### GIVEN PROBLEM
Determine how many lines of the material below contain the word "white". Give only the number.

[Bounding-box records]
··········

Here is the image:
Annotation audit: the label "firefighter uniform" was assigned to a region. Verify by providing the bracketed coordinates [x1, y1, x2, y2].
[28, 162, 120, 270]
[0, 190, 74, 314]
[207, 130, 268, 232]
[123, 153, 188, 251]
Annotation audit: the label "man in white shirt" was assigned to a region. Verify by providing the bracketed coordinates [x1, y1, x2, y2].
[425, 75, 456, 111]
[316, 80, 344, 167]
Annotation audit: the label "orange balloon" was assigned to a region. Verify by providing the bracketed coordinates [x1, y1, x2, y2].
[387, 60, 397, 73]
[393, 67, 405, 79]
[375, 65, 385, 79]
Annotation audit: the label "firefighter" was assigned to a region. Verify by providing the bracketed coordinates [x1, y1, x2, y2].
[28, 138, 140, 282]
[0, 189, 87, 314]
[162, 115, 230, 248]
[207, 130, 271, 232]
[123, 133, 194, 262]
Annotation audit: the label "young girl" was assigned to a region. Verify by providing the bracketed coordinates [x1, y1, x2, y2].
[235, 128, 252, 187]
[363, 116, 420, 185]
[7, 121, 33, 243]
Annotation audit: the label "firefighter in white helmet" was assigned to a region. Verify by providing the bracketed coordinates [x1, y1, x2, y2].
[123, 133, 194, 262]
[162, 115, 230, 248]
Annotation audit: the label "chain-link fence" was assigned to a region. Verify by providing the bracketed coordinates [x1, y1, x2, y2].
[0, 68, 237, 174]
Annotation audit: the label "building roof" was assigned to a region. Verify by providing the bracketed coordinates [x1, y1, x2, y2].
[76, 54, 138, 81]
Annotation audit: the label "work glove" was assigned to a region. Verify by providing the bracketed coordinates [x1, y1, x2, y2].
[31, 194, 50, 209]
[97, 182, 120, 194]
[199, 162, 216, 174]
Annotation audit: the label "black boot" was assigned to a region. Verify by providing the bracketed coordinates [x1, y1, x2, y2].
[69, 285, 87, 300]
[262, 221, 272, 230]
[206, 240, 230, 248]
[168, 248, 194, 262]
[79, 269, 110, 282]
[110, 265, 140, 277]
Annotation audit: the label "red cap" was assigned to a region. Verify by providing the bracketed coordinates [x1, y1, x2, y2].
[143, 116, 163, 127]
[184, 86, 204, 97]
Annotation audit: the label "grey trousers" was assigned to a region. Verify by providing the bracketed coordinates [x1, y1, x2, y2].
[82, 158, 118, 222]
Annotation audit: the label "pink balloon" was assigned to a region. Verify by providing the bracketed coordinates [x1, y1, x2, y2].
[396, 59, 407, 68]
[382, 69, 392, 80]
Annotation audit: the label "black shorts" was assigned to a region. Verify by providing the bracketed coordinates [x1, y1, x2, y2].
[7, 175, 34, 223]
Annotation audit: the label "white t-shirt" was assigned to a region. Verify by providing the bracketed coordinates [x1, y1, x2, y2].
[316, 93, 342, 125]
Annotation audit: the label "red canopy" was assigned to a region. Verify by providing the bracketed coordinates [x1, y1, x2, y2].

··········

### EXPECTED OUTPUT
3